Rheological properties of puree enriched with chickpea and lentil powders

Rheological measurements of purees enriched with chickpea and lentil powders at four concentrations (7.5%, 10%, 12.5%, and 15%) were carried out in order to assess viscosity changes. The rheological measurements are shown in Table 2 that presents the mean values of the apparent viscosity (η50) of purees enriched with chickpea and lentil powders at these four concentrations (7.5%, 10%, 12.5%, and 15%). The apparent viscosity values of the purees enriched with chickpea powder increased from 2.7 Pa s (7.5%) to 6.5 Pa s (15%), whereas those of the purees enriched with lentil powder increased from 2.9 Pa s (7.5%) to 8.6 Pa s (15%). A comparison of the control puree (0% pulse powder added) with the enriched purees containing pulse powders revealed that the viscosity values increased with the concentration of the pulse powders. The η50 values of the enriched purees with pulse-sieved powders were higher than those of the enriched purees with pulse whole powders. Comparing concentrations of pulse powders addition (7.5% vs. 15%), the viscosity of purees increased double when enriching with chickpea powders and tripled when enriched with lentil sieved powders.

- What you need to do
**1.** Please rewrite the records from the line containing "[indicate] crowd of" through the end of the records, substituting "Search term" for every "Query" and leaving everything else unchanged.
**2.** Proceed with the text on the rheology of purees enriched with chickpea and lentil powders, starting after its final sentence.
The records have no connection to the text above them.

[Coordinate annotation records]
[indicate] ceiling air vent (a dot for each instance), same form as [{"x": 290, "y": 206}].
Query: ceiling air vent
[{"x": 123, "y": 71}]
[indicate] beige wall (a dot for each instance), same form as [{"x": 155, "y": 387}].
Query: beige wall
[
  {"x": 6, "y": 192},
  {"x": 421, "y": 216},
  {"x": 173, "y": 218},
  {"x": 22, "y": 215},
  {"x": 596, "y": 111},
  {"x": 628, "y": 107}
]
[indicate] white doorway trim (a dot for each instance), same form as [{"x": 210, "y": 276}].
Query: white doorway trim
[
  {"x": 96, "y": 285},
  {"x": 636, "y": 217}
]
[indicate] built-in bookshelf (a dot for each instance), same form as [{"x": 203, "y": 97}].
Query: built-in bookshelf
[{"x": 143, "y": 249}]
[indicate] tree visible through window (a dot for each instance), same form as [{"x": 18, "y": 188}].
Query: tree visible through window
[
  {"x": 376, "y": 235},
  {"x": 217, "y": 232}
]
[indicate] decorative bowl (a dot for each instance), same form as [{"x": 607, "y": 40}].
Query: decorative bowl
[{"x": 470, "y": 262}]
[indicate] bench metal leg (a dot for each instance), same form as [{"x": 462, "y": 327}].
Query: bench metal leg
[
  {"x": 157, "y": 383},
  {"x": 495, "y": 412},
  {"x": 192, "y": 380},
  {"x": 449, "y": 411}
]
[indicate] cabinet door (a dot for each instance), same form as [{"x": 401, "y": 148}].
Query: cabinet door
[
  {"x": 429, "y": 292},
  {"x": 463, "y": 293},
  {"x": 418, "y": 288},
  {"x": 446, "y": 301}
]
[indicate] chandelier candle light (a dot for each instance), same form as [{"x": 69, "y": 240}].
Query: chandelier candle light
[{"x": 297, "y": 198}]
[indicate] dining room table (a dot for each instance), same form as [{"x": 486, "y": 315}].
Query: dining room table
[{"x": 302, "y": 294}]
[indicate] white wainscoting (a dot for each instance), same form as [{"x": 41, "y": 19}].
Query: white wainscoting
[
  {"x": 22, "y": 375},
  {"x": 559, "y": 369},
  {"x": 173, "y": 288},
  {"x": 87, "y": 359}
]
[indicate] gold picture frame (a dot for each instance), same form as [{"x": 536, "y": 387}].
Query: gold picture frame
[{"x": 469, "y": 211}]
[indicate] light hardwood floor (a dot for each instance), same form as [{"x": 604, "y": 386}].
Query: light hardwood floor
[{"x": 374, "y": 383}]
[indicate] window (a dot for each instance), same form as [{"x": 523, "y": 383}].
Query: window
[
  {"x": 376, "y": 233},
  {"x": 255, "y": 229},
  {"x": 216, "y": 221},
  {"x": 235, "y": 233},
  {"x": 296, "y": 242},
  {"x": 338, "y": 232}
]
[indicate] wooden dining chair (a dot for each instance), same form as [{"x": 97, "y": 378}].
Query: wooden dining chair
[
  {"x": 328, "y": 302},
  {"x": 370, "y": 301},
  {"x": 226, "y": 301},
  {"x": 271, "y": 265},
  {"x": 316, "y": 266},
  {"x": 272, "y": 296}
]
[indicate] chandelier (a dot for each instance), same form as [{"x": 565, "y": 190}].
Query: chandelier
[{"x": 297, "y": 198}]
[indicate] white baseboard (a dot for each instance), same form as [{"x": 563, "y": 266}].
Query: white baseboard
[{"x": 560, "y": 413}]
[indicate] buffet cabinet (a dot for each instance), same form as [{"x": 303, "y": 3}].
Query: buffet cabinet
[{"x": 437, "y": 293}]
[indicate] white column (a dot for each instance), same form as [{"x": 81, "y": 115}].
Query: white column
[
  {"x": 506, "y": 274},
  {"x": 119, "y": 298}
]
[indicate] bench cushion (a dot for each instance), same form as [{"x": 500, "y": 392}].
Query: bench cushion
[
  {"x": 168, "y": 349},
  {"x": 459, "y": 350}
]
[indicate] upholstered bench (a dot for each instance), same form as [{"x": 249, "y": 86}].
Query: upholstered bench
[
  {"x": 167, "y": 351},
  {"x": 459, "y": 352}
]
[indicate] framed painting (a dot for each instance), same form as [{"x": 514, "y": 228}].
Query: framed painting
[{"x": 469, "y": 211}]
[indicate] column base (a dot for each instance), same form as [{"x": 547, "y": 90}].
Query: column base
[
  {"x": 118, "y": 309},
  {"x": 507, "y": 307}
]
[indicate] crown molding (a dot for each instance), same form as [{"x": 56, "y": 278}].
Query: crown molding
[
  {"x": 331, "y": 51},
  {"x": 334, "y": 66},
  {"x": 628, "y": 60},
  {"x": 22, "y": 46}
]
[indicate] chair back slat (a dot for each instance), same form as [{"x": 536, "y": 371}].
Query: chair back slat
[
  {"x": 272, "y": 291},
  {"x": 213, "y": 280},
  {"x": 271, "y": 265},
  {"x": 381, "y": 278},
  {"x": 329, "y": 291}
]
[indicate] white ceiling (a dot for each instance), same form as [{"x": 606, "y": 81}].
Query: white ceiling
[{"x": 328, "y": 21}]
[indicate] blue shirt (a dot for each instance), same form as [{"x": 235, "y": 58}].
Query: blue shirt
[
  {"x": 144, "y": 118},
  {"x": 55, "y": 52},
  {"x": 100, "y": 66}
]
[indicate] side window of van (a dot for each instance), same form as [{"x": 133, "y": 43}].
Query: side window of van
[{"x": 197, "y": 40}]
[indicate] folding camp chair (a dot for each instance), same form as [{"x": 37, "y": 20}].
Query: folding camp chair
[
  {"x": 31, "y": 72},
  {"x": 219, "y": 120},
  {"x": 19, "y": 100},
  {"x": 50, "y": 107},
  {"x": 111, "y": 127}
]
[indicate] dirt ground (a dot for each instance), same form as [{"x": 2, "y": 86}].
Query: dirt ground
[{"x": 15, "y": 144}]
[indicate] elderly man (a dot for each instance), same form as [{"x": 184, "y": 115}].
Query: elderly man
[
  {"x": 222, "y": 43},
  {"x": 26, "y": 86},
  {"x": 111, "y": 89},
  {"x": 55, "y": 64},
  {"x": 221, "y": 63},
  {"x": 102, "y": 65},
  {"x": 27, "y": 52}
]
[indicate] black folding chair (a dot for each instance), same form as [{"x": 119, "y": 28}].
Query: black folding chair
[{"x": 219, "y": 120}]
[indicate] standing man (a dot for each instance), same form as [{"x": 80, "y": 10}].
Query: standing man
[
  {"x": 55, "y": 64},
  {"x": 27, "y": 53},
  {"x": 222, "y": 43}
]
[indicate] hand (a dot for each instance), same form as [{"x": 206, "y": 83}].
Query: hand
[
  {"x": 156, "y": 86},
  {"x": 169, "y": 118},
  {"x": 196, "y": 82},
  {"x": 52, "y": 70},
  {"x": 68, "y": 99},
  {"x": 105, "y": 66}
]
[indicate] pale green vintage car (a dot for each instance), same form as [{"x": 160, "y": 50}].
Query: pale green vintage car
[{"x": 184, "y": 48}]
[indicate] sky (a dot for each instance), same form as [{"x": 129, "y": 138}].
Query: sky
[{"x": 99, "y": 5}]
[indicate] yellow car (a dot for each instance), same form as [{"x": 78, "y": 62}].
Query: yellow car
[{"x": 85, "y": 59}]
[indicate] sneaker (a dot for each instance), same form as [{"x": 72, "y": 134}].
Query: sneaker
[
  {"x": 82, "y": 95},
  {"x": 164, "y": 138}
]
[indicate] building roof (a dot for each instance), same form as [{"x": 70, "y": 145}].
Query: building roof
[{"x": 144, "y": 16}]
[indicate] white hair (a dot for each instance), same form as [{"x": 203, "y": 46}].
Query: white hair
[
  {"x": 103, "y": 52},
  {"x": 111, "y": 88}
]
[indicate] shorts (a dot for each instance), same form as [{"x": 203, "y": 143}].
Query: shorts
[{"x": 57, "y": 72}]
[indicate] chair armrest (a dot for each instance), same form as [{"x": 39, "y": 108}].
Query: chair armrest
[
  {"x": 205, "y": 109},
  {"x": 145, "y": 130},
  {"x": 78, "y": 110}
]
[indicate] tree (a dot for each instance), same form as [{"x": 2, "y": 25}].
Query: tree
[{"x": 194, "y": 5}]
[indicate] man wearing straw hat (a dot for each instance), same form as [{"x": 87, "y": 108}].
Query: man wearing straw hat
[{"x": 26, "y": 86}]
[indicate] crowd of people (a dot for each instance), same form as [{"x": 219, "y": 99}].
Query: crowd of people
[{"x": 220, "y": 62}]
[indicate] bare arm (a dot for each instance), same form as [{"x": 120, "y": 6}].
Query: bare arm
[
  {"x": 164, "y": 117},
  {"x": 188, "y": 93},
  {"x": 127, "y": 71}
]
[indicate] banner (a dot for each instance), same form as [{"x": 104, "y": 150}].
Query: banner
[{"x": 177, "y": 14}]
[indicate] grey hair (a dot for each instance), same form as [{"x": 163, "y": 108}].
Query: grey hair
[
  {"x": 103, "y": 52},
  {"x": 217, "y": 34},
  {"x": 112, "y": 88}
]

- Answers to the exercises
**1.**
[indicate] crowd of people (a dot for each instance), same form as [{"x": 219, "y": 99}].
Search term: crowd of people
[{"x": 220, "y": 62}]
[indicate] bare arm (a dot for each instance), same form as [{"x": 120, "y": 6}].
Search term: bare arm
[
  {"x": 164, "y": 117},
  {"x": 188, "y": 93},
  {"x": 127, "y": 71}
]
[indicate] banner (a dot for each instance), same form as [{"x": 104, "y": 150}].
Search term: banner
[{"x": 177, "y": 14}]
[indicate] grey hair (a dot for each instance), same form as [{"x": 163, "y": 108}].
Search term: grey hair
[
  {"x": 103, "y": 52},
  {"x": 217, "y": 34},
  {"x": 112, "y": 88}
]

**2.**
Table 2 Mean values of apparent viscosity (η50, Pa s) of puree enriched with chickpea and lentil powder (sieved or whole) or with raw flour added while cooking at different concentrations (0%, 5%, 7.5%, 10%, 12.5% and 15%)
Concentrations (%) Chickpea Lentil
Sieved powder Whole powder Raw flour Sieved powder Whole powder Raw flour
Values not sharing letters per column are significantly different according to Fisher's LSD test (p < 0.05). Standard deviation is included in brackets.
0% (Control puree) 1.7d (0.4) 1.7c (0.4) 1.7c (0.4) 1.7d (0.4) 1.7c (0.4) 1.7c (0.4)
5% 2.1c (0.0) 2.4c (0.1)
7.5% 3.1c (0.2) 2.7bc (0.3) 5.8b (0.0) 2.9cd (0.1) 3.4b (0.1) 5.8b (0.2)
10% 4.0c (0.2) 3.7b (0.1) 10.1a (0.2) 4.7bc (0.0) 4.3b (1.0) 10.7a (0.9)
12.5% 5.3b (0.4) 4.4b (0.7) 6.1b (0.7) 6.1a (0.2)
15% 6.5a (0.3) 6.3a (1.2) 8.6a (1.7) 7.0a (0.7)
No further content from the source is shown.